■ Exercise aim: Each line of the listing that includes "bicycle" should be reported.

■ Available data:

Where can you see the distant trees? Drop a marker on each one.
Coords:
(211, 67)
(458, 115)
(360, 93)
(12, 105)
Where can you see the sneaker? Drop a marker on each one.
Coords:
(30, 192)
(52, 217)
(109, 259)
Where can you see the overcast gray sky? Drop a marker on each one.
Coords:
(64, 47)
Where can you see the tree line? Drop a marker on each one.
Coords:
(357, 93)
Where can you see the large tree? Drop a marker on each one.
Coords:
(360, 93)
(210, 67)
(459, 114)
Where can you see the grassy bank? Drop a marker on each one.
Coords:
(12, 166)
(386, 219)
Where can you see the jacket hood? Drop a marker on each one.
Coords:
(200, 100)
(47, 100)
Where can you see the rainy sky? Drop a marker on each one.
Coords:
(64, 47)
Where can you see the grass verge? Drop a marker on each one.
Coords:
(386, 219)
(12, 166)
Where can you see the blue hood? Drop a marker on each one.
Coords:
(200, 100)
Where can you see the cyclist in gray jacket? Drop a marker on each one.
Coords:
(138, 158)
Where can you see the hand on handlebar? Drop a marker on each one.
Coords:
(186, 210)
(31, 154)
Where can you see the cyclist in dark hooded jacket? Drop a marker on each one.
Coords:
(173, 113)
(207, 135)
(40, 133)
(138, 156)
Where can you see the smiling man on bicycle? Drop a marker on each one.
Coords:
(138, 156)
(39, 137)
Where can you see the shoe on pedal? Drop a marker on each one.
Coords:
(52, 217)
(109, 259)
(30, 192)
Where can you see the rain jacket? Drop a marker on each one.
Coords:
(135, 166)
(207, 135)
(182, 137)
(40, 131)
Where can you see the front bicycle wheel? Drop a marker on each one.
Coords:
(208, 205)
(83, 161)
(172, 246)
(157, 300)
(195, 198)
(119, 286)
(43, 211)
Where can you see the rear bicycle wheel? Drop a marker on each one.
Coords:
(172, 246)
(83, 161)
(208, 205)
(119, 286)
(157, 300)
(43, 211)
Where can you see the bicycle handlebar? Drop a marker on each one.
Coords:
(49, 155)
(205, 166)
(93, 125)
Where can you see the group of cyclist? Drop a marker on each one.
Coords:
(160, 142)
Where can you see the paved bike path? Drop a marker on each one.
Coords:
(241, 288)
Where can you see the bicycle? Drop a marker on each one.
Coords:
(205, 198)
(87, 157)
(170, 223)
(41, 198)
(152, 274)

■ Output for this exercise:
Where can you see the smiling man on bicycle? Drop a marker on each one.
Where can you see the front bicycle wheel? Drop a marker on each one.
Where can you see the rear bicycle wheel? Drop a marker on each one.
Where can you see the bicycle handlebar? Drop a marker on each one.
Where can you see the bicycle? Drop a marker on each one.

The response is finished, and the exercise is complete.